### Directions for this task
Reproduce the following material word for word, without any changes.

########

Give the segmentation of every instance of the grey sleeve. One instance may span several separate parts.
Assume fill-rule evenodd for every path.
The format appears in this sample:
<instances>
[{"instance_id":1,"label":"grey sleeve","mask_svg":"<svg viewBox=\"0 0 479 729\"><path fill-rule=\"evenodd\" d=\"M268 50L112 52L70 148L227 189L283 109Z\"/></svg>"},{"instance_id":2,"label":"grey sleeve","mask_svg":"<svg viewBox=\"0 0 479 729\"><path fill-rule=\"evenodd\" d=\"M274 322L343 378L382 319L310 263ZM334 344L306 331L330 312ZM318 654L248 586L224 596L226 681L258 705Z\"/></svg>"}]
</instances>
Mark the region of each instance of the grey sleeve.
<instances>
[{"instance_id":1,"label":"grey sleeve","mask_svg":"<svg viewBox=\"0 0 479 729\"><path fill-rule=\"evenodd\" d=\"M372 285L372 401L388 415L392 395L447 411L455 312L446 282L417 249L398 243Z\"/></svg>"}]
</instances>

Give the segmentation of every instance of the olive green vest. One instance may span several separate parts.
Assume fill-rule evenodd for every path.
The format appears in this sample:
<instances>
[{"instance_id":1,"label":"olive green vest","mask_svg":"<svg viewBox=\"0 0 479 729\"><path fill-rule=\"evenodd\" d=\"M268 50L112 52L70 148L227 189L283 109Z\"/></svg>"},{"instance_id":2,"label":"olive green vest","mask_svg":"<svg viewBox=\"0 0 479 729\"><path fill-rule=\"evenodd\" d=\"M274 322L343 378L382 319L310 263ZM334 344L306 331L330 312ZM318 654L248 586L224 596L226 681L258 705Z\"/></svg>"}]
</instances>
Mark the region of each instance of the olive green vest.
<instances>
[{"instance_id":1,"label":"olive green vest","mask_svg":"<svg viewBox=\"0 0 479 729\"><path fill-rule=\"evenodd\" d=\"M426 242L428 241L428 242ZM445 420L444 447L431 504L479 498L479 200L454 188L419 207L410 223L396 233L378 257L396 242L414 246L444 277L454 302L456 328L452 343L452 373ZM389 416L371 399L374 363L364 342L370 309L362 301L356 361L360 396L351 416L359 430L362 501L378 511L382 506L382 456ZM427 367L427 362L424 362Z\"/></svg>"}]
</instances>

########

### Response to the task
Give the segmentation of every instance of the grey sleeve. One instance may span several separate parts.
Assume fill-rule evenodd for every path.
The format appears in this sample:
<instances>
[{"instance_id":1,"label":"grey sleeve","mask_svg":"<svg viewBox=\"0 0 479 729\"><path fill-rule=\"evenodd\" d=\"M268 50L112 52L70 148L227 189L283 109Z\"/></svg>"},{"instance_id":2,"label":"grey sleeve","mask_svg":"<svg viewBox=\"0 0 479 729\"><path fill-rule=\"evenodd\" d=\"M274 322L343 378L382 319L310 263ZM334 344L306 331L330 312ZM318 654L248 586L224 596L226 681L258 705Z\"/></svg>"}]
</instances>
Mark the region of each instance of the grey sleeve.
<instances>
[{"instance_id":1,"label":"grey sleeve","mask_svg":"<svg viewBox=\"0 0 479 729\"><path fill-rule=\"evenodd\" d=\"M372 285L372 401L388 415L392 395L447 411L455 312L446 282L417 249L398 243Z\"/></svg>"}]
</instances>

Give the segmentation of every instance of the olive green vest. One instance may span several separate parts.
Assume fill-rule evenodd for every path.
The format appears in this sample:
<instances>
[{"instance_id":1,"label":"olive green vest","mask_svg":"<svg viewBox=\"0 0 479 729\"><path fill-rule=\"evenodd\" d=\"M268 50L112 52L70 148L227 189L283 109Z\"/></svg>"},{"instance_id":2,"label":"olive green vest","mask_svg":"<svg viewBox=\"0 0 479 729\"><path fill-rule=\"evenodd\" d=\"M274 322L343 378L382 319L310 263ZM334 344L306 331L330 312ZM318 654L248 586L224 596L226 681L258 705Z\"/></svg>"}]
</instances>
Mark the region of each instance of the olive green vest.
<instances>
[{"instance_id":1,"label":"olive green vest","mask_svg":"<svg viewBox=\"0 0 479 729\"><path fill-rule=\"evenodd\" d=\"M426 242L428 241L428 242ZM445 420L444 447L431 504L479 498L479 200L454 188L419 207L410 223L396 233L378 257L396 242L414 246L444 277L454 302L456 328L452 343L452 373ZM389 416L371 399L374 363L364 342L370 309L362 301L356 361L360 396L351 416L359 430L362 501L378 511L382 506L382 456ZM427 367L427 362L424 362Z\"/></svg>"}]
</instances>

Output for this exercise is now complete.